TEXT FOR ANALYSIS ▸
Since I have been sharing glipses of my book, Scars of Gold, some people have asked me the question “what is birth trauma?” From some of the discussions I’ve had with people from various backgrounds, there appears to be a confusion in society between understanding of the experience of pain during birth, and overall birth trauma. An overall traumatic birth experience is when any form of distress that the mother experiences either during and or after childbirth, has an impact on her life.

Some of the impacts include but are not limited to:

• physical disability and/or injury

• difficulty in bonding

• anxiety,

• postnatal depression


• relationship breakdown

• financial problems

Many people mistakenly believe that birth traum only relates to a physical injury sustained during the birth, but birth trauma is often a psychological response. For many many mothers, birth trauma has a lot to do with the way they were treated by their care providers. Regardless of the actual outcome of the birth, women who receive respectful care from their maternity care provider are more likely to perceive their birth experience in a positive light, as opposed to those who receive disrespectful care.

My own experience included an unplanned emergency caesarean. After many hours of labour, my CTG trace was telling us that my baby wasnt too happy and that it was time to go to theatres and meet my little boy. When my midwife spoke the word “caesarean,” although my heart sank a little and I shed a few tears for about 30 seconds, I reluctantly accepted this mode of birth, because my midwifery knowledge and training told me we had tried everything for as long as possible. I knew that continuing any longer would only exhaust me and my baby further. In addition to knowing that I neede a caesarean, and the reasons for it, my midwife talked to me through it all, reassured me, and made sure I knew and understood the situation. So we went off to the operating theatre to have the section.This scenario of being wheeled into the operating theatre for an emergency caesarean is not dissimilar to many other women who end up having an unplanned, emergency caesarean, or other interventions.

GIVEN MATERIAL ▸

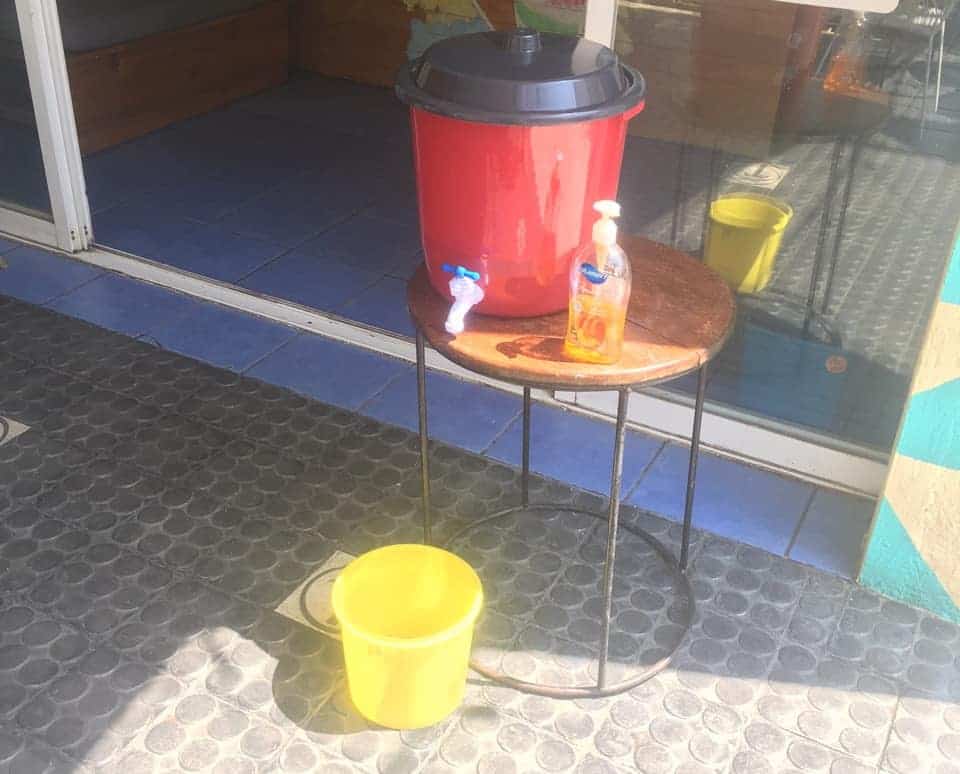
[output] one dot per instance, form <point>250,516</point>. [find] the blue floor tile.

ACTIVITY 1 ▸
Answer these questions about the text on birth trauma, one line each:
(a) What is the title of the writer's book?
(b) Which women are more likely to see their birth experience in a positive light, regardless of the outcome?
(c) What did the writer's CTG trace show?
ACTIVITY 2 ▸
Please carry on the text on birth trauma from its final sentence.

RESPONSE BOX 1 ▸
(a) Scars of Gold.
(b) Women who receive respectful care from their maternity care provider.
(c) That the baby wasn't too happy and it was time to go to theatre.

RESPONSE BOX 2 ▸
Having an unplanned, emergency caesarean did not cause trauma for me because I knew what was going on and I received respectful maternity care throughout the labour and birth process. (For me it all sprialled out of control in the postnatal ward.)

But for multitudes of women, having an unplanned, emergency caesarean can cause trauma. Why? I think it has a lot to do with the communication between them and their care providers. Often women are told “if we don’t do a caesarean now, your baby could die.” Then they are whisked away to theatres, not knowing what is going on with their lives, worried about their baby surviving or not.

The fear of not knowing what is happening to them, or their baby, can be very traumatic. And yet this fear, and the subsequent trauma that can develop, can be so easily alleviated, if not completely prevented. In a study of 2192 women in the Netherlands, the authors found that women attributed their traumatic birth experience primarily to a lack and/or loss of control, and poor interaction with caregivers. This included communication/explanation, listening, emotional and practical support.

This study found that the interaction around interventions seemed to be more important to these women than the interventions themselves. Doesnt this show us that its important for women to feel involved in the decision making when it comes to the birth of their child? That they want and need respectful communication throughout? That they want to know what is going on? If we know that respectful maternity care can prevent birth trauma, then wouldn’t it make sense for maternity care providers to make sure women feel in control by keeping them informed? Wouldnt it be better to calmly describe what is going on, especially when a caesarean or other intervention becomes necessary, instead of frightening them that their baby could die if they dont have a caesarean? Is there some other way maternity care providers could communicate the need for medical intervention that doesn’t leave them feeling alone, afraid and out of control?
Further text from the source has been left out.